Data listing:

★ ★ ★ ★ ★ ★ ★

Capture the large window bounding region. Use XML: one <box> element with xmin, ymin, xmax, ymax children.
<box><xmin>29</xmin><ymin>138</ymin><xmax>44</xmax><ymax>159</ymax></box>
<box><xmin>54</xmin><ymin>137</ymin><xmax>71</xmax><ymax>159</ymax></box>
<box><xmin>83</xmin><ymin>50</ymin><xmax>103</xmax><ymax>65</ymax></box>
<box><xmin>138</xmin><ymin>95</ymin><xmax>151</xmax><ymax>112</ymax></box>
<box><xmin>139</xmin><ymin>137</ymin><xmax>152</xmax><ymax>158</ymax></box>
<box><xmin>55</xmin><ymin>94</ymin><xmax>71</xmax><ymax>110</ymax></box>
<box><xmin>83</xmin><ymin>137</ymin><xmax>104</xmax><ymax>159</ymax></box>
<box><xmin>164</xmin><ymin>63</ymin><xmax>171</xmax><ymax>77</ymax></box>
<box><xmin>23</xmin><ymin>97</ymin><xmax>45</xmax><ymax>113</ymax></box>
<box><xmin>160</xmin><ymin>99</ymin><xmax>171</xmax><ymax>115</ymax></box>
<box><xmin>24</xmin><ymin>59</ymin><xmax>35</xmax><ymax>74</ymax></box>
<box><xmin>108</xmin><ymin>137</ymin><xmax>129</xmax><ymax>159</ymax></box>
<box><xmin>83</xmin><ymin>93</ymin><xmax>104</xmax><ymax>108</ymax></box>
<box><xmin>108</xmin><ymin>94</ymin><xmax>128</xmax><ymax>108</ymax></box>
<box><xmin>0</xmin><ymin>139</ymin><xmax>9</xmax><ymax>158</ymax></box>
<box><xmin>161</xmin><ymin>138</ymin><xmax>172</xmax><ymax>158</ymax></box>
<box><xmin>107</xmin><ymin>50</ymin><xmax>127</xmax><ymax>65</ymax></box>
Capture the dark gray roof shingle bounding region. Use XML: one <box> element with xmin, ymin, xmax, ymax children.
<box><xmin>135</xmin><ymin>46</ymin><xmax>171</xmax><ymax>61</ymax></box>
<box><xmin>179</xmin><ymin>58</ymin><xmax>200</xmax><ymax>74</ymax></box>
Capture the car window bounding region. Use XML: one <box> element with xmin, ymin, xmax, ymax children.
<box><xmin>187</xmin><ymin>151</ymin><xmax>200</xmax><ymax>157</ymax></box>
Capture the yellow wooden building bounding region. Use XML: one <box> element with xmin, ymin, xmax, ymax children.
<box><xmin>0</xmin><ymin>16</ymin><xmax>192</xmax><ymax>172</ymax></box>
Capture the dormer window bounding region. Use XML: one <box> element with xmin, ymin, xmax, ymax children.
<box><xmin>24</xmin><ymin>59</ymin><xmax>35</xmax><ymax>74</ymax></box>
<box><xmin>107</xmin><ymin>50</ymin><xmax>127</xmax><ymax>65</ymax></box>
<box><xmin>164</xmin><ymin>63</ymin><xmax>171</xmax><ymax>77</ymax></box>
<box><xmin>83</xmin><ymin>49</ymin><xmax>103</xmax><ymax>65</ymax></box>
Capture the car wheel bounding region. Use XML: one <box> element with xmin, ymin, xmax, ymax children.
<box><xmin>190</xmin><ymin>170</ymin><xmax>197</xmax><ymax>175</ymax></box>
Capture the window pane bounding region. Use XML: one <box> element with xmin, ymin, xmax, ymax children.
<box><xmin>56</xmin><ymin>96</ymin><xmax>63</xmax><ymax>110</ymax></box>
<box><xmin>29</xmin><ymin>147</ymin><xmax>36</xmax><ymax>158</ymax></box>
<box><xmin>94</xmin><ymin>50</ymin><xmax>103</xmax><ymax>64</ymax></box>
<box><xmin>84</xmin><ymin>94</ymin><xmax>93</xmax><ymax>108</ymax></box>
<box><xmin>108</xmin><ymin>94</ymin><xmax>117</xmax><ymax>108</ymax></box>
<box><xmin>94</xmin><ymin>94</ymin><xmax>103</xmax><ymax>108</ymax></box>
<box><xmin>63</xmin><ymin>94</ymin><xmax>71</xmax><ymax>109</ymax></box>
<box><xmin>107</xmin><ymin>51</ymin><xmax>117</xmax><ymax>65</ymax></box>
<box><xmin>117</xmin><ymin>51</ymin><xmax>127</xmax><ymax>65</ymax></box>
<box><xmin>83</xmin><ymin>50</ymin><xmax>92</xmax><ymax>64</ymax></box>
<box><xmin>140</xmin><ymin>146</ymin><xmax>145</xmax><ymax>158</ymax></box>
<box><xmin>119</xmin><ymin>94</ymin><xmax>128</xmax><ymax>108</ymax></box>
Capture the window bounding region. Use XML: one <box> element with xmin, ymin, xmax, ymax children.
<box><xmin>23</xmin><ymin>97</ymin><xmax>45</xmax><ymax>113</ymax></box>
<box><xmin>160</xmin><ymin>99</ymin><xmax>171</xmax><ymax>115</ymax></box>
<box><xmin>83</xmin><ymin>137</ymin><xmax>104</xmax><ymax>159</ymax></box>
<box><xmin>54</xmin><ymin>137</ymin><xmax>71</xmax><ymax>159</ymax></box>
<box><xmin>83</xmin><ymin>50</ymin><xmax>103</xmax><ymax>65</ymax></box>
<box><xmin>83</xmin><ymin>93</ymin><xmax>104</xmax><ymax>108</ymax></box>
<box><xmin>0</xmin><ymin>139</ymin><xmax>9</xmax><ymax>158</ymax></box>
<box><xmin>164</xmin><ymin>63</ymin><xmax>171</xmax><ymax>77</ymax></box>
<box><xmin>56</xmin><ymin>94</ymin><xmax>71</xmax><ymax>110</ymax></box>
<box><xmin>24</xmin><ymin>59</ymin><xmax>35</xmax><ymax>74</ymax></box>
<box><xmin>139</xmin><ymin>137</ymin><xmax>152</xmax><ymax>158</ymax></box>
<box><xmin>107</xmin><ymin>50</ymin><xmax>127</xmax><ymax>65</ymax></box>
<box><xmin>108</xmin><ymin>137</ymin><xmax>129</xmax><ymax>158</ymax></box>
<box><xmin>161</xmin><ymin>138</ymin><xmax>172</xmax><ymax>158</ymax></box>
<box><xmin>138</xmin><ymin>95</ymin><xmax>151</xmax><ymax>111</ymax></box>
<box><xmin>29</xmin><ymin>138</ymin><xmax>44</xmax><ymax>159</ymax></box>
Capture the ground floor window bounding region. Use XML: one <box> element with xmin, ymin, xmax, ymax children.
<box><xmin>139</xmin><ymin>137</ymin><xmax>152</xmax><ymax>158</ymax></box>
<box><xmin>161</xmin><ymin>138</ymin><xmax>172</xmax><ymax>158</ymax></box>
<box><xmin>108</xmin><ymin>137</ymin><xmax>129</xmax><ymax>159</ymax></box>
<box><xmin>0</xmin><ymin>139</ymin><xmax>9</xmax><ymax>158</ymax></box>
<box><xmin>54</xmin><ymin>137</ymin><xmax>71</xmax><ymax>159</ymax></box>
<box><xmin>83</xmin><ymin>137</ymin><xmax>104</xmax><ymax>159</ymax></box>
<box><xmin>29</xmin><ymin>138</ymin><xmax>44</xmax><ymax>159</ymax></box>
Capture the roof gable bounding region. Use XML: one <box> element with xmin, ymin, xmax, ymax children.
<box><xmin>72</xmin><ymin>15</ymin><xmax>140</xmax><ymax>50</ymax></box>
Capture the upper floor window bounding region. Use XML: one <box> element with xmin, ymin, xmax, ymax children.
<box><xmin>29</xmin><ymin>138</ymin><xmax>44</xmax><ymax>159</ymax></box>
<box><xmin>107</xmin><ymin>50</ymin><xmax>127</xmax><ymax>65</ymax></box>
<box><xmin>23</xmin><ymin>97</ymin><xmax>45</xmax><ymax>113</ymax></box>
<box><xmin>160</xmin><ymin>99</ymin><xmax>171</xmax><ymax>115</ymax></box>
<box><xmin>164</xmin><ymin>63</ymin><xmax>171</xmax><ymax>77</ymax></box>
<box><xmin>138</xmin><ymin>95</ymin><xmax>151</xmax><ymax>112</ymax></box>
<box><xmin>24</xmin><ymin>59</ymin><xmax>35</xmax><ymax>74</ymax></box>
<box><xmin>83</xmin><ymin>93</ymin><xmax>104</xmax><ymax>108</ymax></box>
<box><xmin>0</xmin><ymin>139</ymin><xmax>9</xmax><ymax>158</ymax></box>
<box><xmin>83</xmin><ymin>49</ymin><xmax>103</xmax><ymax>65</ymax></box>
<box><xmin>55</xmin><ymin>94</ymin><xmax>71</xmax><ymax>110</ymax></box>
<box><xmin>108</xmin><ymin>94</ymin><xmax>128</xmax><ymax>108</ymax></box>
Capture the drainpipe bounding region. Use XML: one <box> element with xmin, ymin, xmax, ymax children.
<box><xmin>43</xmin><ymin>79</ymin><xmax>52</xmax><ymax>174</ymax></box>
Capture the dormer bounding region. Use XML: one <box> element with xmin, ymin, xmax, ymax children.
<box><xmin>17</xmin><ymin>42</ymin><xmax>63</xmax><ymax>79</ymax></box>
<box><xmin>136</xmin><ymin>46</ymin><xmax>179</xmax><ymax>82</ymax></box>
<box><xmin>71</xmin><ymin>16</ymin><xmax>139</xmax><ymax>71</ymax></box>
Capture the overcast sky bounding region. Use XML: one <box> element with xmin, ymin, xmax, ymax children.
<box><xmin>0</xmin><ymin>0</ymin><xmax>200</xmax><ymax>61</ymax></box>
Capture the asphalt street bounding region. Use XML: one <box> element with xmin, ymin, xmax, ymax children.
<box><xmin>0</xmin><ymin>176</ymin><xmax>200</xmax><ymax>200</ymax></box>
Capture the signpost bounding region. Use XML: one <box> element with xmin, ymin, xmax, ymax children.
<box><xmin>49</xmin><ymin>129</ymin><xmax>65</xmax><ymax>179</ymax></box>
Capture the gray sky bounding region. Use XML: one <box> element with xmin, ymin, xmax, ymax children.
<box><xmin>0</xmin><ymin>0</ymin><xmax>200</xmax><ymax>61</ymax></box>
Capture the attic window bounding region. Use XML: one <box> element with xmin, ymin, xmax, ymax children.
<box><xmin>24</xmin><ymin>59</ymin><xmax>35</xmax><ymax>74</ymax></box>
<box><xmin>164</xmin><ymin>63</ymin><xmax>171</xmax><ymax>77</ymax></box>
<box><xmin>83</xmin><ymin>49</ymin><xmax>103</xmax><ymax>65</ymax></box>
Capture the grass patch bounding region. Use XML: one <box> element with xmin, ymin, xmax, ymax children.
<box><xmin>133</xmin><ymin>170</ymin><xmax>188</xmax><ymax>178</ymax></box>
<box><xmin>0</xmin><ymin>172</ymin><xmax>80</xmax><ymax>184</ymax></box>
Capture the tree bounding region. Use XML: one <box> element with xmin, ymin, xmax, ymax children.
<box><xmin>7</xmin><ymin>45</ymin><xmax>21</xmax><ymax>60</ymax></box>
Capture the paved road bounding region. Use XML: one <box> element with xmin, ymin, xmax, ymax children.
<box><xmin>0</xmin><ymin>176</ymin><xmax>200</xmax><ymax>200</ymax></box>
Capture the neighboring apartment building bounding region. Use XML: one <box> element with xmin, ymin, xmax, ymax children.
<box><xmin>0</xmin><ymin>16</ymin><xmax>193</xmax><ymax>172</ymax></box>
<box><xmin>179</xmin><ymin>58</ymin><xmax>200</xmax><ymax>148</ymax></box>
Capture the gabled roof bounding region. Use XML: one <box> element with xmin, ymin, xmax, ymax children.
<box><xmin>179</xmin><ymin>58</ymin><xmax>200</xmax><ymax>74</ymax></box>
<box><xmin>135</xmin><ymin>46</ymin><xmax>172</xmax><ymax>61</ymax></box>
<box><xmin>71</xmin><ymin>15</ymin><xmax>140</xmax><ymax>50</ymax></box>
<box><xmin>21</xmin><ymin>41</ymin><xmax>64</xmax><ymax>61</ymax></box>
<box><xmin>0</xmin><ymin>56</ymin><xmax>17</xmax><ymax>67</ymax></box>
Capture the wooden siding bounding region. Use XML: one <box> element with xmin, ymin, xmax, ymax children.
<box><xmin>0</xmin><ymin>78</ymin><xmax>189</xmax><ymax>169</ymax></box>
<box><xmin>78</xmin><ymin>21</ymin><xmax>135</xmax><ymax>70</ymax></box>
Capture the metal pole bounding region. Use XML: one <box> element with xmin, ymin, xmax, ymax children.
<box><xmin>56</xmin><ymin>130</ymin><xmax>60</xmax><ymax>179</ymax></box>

★ ★ ★ ★ ★ ★ ★

*Exercise directions:* Reproduce the items above word for word, from the line containing "Capture the gabled" through the last line of the items.

*Full response:*
Capture the gabled roof bounding region. Use XML: one <box> element with xmin, ymin, xmax, ymax children.
<box><xmin>179</xmin><ymin>58</ymin><xmax>200</xmax><ymax>74</ymax></box>
<box><xmin>135</xmin><ymin>46</ymin><xmax>172</xmax><ymax>61</ymax></box>
<box><xmin>71</xmin><ymin>15</ymin><xmax>140</xmax><ymax>50</ymax></box>
<box><xmin>21</xmin><ymin>41</ymin><xmax>64</xmax><ymax>61</ymax></box>
<box><xmin>0</xmin><ymin>56</ymin><xmax>17</xmax><ymax>67</ymax></box>
Capture the wooden siding bounding region. Use XML: one <box> element with xmin, ymin, xmax, ymax children.
<box><xmin>0</xmin><ymin>78</ymin><xmax>189</xmax><ymax>169</ymax></box>
<box><xmin>78</xmin><ymin>21</ymin><xmax>135</xmax><ymax>70</ymax></box>
Capture the metal pole bounding region. Use XML: one <box> element with xmin, ymin, xmax, ymax children.
<box><xmin>56</xmin><ymin>130</ymin><xmax>60</xmax><ymax>179</ymax></box>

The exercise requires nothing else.